Stored data entries
_ _ _ _ _ _ _
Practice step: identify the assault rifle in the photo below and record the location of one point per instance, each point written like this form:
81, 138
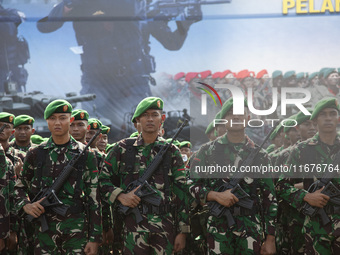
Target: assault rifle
329, 189
245, 200
145, 191
50, 193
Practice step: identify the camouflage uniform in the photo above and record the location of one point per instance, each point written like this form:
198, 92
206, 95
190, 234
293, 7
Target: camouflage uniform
155, 234
69, 234
4, 196
319, 239
246, 235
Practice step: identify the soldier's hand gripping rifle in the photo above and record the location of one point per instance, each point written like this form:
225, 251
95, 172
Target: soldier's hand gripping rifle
145, 191
50, 193
329, 189
245, 200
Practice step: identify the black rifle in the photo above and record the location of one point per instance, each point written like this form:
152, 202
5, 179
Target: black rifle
329, 189
245, 200
145, 191
50, 193
170, 9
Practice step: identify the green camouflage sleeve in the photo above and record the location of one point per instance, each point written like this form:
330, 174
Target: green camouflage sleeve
91, 184
285, 185
4, 196
180, 189
108, 178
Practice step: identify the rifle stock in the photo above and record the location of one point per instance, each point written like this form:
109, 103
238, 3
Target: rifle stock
51, 200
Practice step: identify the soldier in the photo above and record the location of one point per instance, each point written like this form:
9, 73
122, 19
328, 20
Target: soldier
23, 125
79, 231
128, 160
103, 140
320, 149
245, 237
5, 190
80, 125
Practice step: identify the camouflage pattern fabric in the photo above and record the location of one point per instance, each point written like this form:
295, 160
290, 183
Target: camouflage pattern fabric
246, 235
319, 239
114, 178
73, 224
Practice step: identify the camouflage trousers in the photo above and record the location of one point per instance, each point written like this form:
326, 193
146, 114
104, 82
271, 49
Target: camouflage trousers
233, 243
55, 242
148, 243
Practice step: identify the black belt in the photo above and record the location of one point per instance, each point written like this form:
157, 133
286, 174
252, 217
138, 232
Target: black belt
151, 209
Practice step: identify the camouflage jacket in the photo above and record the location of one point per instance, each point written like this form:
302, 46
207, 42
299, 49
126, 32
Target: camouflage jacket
261, 190
74, 194
323, 154
6, 183
114, 179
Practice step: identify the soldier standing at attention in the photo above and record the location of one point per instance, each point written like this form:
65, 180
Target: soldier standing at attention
23, 126
246, 235
322, 148
126, 162
80, 125
79, 231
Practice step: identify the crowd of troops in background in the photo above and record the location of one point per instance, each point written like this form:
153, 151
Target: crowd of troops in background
275, 222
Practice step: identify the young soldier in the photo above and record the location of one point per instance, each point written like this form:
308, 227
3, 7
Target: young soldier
80, 125
126, 162
79, 231
320, 149
23, 126
244, 237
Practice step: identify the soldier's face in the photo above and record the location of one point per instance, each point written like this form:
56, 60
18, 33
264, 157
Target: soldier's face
102, 142
7, 132
307, 129
150, 121
59, 124
186, 151
327, 120
78, 129
23, 133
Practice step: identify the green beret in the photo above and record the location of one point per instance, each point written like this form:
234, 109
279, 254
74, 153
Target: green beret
23, 120
313, 75
289, 122
210, 128
175, 142
57, 106
276, 131
321, 72
37, 139
301, 117
227, 106
300, 75
7, 117
95, 124
147, 103
276, 74
329, 71
105, 130
134, 134
288, 74
330, 102
270, 148
80, 114
185, 144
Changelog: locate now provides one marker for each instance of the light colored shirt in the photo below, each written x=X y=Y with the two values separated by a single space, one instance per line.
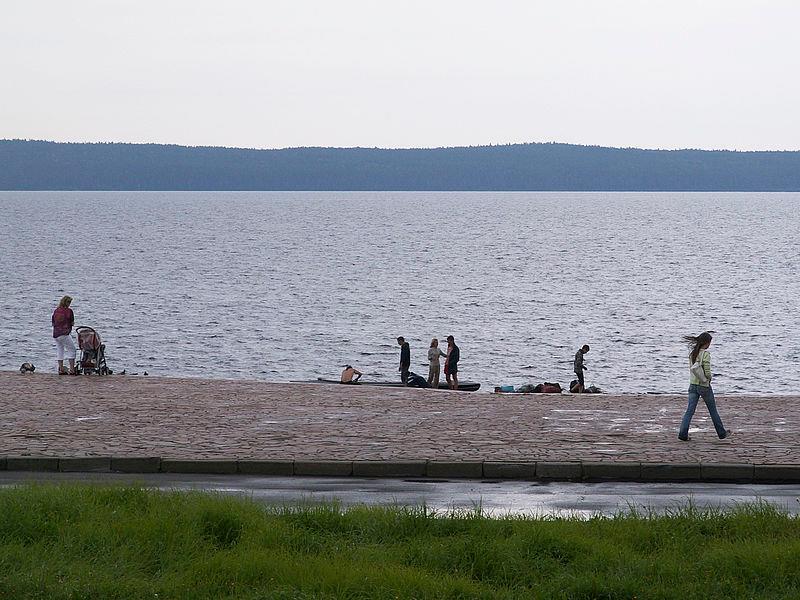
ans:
x=434 y=354
x=705 y=360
_ _ _ _ _ _ _
- **About this task**
All of the lines above that carry the string "below" need to be found and copied.

- **Answer section**
Practice step: identify the assault rifle in the photo below and record the location of one point per instance, each point written like this form:
Changelog: locate now provides one marker for each instance of the light colored shirt in the photo below, each written x=X y=Y with the two values separated by a single space, one instance per line.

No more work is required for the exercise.